→ Dataset entries:

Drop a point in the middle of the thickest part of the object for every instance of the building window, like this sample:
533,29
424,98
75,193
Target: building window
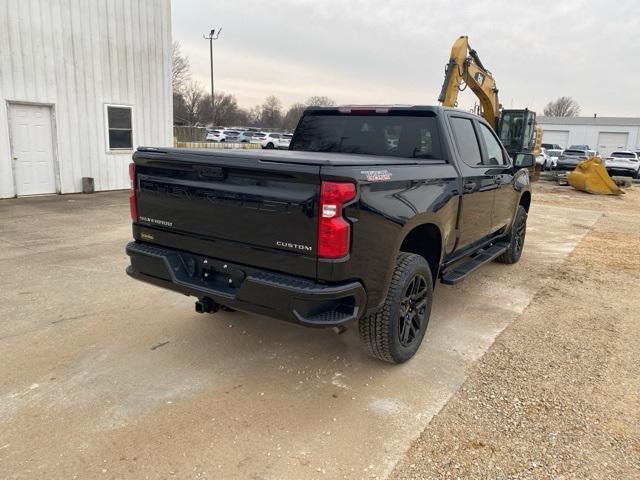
119,127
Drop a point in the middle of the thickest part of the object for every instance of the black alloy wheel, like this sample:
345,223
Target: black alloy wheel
412,311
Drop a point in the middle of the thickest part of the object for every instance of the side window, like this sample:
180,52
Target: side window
495,154
467,141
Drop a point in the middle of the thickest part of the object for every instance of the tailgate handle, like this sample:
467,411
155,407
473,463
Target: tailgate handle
210,172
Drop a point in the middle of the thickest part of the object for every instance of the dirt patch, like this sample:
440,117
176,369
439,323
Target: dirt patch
557,395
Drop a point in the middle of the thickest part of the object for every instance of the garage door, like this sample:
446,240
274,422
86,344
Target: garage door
32,149
611,141
561,137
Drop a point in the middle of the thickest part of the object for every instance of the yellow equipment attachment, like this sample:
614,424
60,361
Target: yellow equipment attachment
591,176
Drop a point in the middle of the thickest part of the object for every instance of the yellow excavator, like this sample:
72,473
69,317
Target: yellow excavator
517,129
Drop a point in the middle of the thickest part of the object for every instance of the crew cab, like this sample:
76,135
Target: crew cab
355,223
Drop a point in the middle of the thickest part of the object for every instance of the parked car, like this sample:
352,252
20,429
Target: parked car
272,140
543,159
571,157
222,136
258,137
553,155
244,137
340,228
551,146
624,162
285,141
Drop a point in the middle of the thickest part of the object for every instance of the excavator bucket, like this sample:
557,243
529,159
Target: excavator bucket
591,176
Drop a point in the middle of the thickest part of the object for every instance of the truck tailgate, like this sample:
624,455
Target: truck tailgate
241,208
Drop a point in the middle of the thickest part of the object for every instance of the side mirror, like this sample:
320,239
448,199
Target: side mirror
525,160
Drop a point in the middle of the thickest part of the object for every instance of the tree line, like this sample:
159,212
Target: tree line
192,105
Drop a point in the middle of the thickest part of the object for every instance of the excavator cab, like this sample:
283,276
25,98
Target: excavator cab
517,129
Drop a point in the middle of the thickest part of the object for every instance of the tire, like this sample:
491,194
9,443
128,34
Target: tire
516,238
387,334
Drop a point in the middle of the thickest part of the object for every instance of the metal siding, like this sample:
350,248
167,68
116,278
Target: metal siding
79,55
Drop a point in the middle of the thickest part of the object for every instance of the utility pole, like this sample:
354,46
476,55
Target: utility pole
211,37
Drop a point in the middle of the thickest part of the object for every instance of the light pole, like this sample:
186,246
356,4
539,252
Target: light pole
211,37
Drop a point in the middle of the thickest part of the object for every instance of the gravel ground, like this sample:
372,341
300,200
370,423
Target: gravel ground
557,395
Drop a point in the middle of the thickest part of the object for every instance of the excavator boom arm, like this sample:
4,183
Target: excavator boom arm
465,67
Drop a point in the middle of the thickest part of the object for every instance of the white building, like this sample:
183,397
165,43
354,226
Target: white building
82,83
604,134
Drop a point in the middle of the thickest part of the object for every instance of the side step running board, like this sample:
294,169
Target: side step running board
460,271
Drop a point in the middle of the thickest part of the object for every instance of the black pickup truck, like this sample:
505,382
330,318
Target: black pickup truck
354,223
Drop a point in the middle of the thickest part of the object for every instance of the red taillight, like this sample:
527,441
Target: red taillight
133,201
334,232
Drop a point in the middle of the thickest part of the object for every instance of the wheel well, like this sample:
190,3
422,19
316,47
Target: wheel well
425,240
525,200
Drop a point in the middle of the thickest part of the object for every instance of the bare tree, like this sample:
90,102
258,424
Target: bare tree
180,68
255,115
271,116
562,107
292,117
320,101
227,111
193,95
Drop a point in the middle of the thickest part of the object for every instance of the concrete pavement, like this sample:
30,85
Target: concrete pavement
102,376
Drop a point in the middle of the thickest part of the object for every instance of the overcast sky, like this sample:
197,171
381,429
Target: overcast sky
394,51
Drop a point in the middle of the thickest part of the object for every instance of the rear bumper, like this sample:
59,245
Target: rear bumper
285,297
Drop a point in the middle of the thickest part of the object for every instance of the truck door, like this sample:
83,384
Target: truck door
478,183
506,197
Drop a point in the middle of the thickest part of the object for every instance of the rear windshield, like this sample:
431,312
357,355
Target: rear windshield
393,135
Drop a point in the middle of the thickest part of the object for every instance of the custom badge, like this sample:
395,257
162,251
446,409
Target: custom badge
376,175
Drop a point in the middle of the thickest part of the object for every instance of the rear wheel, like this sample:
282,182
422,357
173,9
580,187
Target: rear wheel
395,332
515,238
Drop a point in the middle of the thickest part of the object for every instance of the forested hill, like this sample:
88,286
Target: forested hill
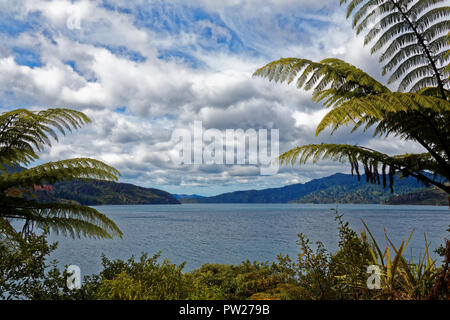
100,192
338,188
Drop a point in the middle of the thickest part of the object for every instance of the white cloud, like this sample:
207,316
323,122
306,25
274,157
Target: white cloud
114,61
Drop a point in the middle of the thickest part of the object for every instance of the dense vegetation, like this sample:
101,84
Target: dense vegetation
431,196
413,38
314,274
101,192
23,134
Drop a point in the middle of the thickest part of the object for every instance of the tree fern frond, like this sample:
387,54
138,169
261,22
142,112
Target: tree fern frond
410,33
24,132
65,170
331,79
68,219
372,161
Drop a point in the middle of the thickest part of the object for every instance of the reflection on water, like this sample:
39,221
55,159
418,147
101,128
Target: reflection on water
231,233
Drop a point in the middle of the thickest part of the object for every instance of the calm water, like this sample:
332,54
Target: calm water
231,233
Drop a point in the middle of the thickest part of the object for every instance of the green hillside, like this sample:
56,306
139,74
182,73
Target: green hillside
100,192
434,196
338,188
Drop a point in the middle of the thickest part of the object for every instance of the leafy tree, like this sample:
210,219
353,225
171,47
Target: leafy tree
23,133
413,36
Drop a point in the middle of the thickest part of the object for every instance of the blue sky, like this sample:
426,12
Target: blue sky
140,69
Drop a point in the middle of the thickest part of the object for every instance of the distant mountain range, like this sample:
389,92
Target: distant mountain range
432,196
187,196
94,192
338,188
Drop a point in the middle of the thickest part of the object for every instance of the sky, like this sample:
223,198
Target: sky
141,69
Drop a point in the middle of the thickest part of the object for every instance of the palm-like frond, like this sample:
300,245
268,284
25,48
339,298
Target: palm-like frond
68,219
23,133
378,167
65,170
411,34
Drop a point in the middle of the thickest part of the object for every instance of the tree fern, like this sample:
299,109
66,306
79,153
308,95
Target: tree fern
412,37
23,134
358,100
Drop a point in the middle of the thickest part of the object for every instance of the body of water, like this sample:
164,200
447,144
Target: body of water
231,233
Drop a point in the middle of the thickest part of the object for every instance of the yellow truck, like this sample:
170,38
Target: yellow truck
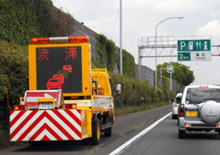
66,100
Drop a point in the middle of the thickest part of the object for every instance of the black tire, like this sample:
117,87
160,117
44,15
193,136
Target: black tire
108,132
96,131
182,134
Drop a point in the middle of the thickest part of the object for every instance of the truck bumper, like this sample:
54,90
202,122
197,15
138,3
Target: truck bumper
50,125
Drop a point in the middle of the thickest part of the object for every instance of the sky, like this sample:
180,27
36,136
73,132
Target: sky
139,19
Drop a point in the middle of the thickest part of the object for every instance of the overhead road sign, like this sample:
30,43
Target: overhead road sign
193,45
170,69
194,50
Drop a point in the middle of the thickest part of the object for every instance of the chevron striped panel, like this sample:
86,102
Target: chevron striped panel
45,125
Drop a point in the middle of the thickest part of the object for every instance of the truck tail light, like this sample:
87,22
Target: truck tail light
182,109
69,106
187,125
55,40
21,107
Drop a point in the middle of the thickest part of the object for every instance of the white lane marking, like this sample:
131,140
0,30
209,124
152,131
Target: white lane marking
135,138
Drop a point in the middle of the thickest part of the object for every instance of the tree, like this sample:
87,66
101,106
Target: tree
182,74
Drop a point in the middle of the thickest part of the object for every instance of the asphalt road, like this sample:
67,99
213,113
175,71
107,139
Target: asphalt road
163,136
163,140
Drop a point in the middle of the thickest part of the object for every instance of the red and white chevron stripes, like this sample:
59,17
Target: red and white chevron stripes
45,125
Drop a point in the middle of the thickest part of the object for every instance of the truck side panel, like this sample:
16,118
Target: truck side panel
48,125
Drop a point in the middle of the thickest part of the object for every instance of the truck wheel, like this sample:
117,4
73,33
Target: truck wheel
96,131
182,134
108,132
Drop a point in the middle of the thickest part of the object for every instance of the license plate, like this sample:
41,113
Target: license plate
45,106
191,113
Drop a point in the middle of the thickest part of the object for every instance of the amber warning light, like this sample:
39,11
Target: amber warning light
55,40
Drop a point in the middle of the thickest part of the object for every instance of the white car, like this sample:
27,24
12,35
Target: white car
175,106
199,109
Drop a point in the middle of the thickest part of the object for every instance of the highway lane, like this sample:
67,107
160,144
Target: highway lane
163,139
125,128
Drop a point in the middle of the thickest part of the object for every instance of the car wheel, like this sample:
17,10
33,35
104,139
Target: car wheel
182,134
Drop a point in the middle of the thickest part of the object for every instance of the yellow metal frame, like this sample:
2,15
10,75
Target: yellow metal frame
46,100
86,66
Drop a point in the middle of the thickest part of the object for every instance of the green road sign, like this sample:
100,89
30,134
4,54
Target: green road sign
184,56
193,45
170,69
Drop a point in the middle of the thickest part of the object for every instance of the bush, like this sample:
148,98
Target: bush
134,93
13,70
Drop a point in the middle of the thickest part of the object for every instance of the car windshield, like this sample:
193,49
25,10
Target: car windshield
198,95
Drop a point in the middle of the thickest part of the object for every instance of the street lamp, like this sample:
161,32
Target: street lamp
156,46
121,64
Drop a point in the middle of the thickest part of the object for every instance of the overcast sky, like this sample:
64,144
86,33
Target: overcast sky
140,17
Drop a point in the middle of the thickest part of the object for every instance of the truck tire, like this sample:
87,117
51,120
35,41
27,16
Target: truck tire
96,131
108,132
210,112
182,134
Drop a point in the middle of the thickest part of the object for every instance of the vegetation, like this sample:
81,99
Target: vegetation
109,56
182,74
24,19
136,93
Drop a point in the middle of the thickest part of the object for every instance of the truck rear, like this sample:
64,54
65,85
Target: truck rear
66,100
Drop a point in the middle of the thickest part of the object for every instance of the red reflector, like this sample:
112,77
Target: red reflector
40,40
69,106
203,86
186,125
72,39
21,107
83,39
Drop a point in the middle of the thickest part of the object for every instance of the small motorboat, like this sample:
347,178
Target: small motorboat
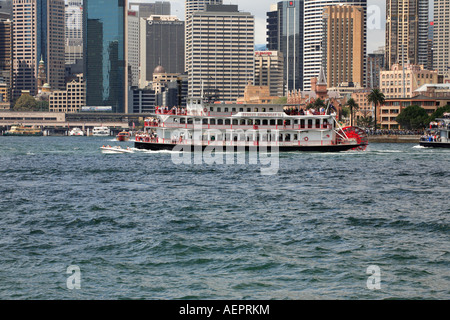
116,149
123,136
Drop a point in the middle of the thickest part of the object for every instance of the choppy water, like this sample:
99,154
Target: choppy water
140,227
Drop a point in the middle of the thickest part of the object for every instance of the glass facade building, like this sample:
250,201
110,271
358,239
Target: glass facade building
105,54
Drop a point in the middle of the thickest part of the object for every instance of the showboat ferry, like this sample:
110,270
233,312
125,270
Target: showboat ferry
247,128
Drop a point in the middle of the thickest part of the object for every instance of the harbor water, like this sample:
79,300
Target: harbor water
139,226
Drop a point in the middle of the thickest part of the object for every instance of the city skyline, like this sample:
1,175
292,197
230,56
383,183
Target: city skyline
375,34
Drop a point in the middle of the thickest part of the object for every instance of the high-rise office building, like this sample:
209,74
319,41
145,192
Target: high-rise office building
343,44
6,58
313,35
74,31
406,32
133,47
148,9
269,71
441,37
38,33
375,64
220,56
272,28
105,60
162,44
285,34
192,6
5,9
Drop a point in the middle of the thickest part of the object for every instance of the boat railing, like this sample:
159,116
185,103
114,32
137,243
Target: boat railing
237,127
225,143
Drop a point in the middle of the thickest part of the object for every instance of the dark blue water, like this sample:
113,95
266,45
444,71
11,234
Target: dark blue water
140,227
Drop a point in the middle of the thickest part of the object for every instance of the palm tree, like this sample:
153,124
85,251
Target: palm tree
351,103
377,98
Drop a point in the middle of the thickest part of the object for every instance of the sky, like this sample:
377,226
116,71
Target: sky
259,8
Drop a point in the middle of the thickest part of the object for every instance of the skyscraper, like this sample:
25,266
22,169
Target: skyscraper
148,9
343,44
285,34
162,44
406,32
105,67
313,35
220,56
74,31
38,32
441,37
192,6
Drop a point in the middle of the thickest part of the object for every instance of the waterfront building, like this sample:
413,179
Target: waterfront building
285,25
269,71
70,100
149,9
38,31
343,44
313,36
220,53
375,64
162,43
406,32
73,31
393,107
192,6
6,58
441,37
142,100
133,47
399,82
105,67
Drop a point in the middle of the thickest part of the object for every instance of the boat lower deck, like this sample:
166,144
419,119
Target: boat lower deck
154,146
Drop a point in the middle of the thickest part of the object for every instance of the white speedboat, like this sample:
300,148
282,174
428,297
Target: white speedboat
101,132
115,149
76,132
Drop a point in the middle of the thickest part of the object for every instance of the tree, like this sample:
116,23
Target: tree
377,98
413,117
25,103
353,106
439,113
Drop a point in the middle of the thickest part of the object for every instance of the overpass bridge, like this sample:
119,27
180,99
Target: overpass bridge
60,123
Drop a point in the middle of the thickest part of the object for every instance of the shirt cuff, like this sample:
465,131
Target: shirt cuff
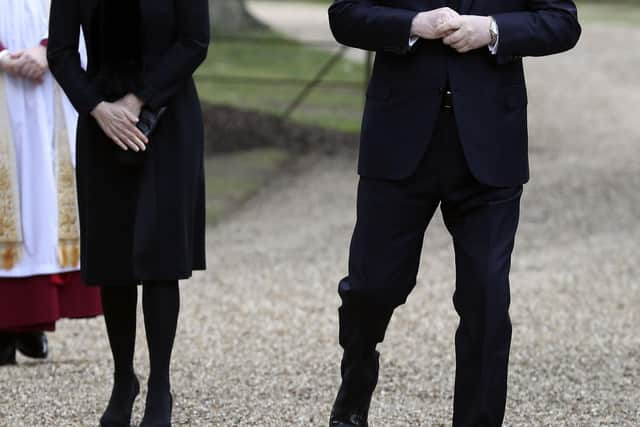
494,47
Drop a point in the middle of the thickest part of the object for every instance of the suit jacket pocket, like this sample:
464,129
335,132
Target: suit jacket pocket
515,97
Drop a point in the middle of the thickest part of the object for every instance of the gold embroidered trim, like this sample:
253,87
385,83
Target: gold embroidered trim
68,225
10,225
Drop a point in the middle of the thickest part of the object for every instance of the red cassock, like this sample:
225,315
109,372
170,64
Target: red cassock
35,303
31,301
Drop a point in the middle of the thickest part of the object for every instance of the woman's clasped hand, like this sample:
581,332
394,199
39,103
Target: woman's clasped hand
118,121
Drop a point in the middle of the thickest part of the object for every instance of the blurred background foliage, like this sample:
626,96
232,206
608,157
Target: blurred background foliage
244,51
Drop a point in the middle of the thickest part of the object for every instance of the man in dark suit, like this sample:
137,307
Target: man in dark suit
445,124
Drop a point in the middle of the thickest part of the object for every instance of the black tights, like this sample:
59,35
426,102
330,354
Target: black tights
161,305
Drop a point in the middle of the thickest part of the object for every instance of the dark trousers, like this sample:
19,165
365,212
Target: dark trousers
383,265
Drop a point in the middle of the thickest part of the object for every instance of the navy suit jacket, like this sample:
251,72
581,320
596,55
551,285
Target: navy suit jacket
490,95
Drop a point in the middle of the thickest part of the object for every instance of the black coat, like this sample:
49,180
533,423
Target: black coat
142,220
489,92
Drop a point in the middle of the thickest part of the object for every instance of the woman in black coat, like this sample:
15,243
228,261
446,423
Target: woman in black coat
141,194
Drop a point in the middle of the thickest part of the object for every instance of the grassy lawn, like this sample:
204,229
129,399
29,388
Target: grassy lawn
336,107
233,178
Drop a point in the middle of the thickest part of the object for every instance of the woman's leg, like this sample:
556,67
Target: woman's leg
161,305
119,305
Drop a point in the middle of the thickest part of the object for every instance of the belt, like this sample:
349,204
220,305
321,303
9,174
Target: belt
447,100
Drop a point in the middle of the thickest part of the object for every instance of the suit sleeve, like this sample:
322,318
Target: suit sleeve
64,58
183,58
546,28
365,25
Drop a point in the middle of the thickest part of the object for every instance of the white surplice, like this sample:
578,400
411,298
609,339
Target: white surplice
32,113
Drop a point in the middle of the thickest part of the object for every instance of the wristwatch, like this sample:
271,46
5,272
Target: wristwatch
493,31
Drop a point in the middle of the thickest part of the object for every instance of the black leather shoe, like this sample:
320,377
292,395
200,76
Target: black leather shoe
7,349
359,379
153,419
344,414
118,412
33,344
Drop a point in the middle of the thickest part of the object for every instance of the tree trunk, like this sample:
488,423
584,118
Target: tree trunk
229,16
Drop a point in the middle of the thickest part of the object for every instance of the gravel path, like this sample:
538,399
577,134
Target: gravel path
257,344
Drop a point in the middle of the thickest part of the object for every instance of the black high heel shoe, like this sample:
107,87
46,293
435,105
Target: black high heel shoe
119,409
7,349
148,422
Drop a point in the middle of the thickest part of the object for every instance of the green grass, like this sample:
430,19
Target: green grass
233,178
338,108
335,107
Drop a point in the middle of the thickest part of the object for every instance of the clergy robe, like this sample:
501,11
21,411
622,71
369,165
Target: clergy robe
37,127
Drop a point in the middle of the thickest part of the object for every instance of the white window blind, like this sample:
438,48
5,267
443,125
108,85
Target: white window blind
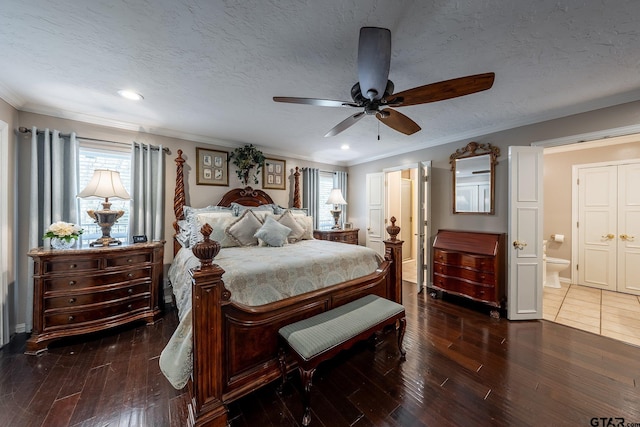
324,211
90,159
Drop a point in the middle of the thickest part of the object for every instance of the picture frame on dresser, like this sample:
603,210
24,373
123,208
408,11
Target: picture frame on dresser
274,174
212,167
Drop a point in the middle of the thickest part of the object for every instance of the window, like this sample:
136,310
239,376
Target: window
90,159
325,219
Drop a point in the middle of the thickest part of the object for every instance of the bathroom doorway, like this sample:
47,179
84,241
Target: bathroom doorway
599,311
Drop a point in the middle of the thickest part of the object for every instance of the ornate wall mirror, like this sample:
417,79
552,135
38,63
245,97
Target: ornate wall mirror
474,178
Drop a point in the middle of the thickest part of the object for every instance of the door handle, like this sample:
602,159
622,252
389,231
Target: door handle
519,245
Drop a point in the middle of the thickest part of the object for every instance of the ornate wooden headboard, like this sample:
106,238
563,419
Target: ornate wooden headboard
245,196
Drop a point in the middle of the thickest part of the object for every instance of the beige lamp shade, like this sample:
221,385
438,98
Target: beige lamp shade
105,184
335,197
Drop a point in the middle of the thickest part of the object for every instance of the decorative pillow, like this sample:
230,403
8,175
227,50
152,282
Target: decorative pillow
243,230
307,223
219,222
273,233
195,224
192,229
297,231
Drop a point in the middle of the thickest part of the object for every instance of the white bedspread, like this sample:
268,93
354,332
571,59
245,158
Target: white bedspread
258,275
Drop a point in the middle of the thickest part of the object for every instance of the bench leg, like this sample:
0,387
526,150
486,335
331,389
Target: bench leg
401,329
305,376
282,357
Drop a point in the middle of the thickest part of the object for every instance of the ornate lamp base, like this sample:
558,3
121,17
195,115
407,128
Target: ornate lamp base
336,219
105,218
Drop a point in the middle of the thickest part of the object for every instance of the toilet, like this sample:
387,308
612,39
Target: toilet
553,266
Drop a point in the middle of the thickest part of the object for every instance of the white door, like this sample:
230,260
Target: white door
375,212
629,229
423,227
597,226
524,289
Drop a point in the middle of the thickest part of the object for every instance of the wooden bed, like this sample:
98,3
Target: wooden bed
235,348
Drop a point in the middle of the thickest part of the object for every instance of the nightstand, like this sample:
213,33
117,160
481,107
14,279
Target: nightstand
345,236
77,291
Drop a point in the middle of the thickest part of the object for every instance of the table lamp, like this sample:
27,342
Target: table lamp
336,199
105,184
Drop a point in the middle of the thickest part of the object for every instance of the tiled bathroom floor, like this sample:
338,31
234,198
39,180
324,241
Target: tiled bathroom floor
606,313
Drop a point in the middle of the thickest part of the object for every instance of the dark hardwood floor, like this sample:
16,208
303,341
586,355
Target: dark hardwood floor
463,368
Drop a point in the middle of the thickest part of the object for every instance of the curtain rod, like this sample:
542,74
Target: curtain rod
23,129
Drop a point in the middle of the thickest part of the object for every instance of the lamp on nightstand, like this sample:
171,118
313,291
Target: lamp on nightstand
105,184
336,199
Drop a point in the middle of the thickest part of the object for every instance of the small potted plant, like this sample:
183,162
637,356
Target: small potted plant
63,235
246,158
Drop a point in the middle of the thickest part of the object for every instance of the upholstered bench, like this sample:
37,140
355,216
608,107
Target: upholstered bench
321,337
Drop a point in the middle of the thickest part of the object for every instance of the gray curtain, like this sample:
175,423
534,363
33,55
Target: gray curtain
54,185
310,193
340,181
147,191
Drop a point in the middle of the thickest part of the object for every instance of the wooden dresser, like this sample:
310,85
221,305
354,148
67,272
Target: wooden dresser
470,264
345,236
84,290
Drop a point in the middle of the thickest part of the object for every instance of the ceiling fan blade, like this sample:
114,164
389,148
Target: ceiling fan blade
343,125
314,101
374,56
446,89
398,121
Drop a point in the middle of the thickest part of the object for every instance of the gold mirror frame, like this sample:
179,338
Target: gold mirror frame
475,150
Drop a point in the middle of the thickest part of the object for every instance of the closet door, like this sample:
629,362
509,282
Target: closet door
629,229
597,227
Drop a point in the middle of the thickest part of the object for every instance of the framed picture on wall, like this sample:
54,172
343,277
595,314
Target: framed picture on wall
212,167
274,174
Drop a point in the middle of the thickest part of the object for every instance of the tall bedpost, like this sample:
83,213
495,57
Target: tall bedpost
178,198
208,296
393,250
296,189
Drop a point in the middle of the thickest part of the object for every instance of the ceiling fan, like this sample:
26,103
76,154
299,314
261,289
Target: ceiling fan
373,93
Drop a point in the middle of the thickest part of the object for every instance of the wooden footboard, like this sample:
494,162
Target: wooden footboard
235,347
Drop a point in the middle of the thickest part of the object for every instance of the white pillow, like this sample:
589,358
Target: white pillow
297,230
273,233
243,229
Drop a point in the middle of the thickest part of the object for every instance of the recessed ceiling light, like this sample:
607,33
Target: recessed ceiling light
129,94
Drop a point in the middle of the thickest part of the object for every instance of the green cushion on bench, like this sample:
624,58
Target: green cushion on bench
312,336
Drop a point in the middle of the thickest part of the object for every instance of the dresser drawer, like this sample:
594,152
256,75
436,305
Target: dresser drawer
483,263
130,259
108,295
481,277
69,265
97,314
476,291
71,282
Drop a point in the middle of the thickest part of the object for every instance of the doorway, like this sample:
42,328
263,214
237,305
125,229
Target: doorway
608,231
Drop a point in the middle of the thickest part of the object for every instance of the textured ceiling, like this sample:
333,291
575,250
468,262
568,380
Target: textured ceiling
208,70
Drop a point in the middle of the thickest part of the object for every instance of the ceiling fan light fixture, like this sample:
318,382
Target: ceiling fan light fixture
129,94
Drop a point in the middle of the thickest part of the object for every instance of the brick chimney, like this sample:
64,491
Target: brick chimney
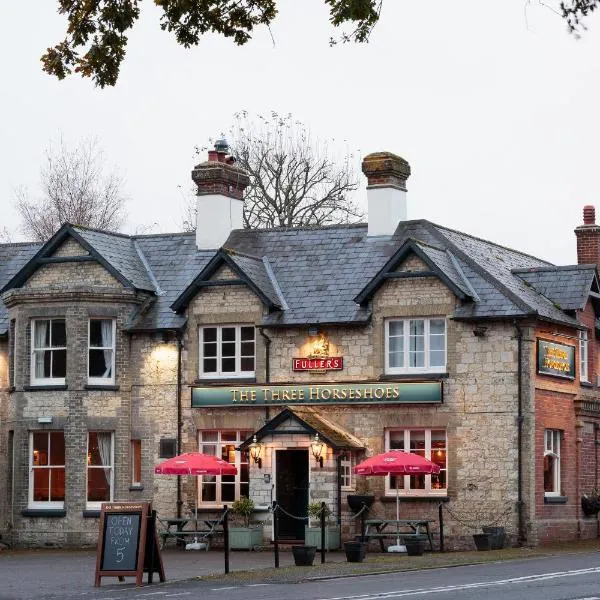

→ Activity: From the entries above, extract each line containing "brick".

→ Answer below:
Drop a point in the middle of the thickest part of the object for every instance of the brick chimney, like this sample:
Target: brick chimney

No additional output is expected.